- _ASSIGNMENT_
Line by line, reproduce the records exactly.
INPUT FOR THIS TASK START
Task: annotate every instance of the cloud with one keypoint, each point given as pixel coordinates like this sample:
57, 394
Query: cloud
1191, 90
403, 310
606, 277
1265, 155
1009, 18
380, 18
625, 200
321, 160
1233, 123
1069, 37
INPUT FOR THIS TASK END
- _RESPONSE BELOW_
Task: annotate every instance of the cloud with one keypoint, each point given as pixel coordinates like this sample:
57, 394
Query: cloud
1191, 90
403, 310
606, 277
1265, 155
1009, 18
380, 18
625, 200
321, 160
1233, 123
1069, 37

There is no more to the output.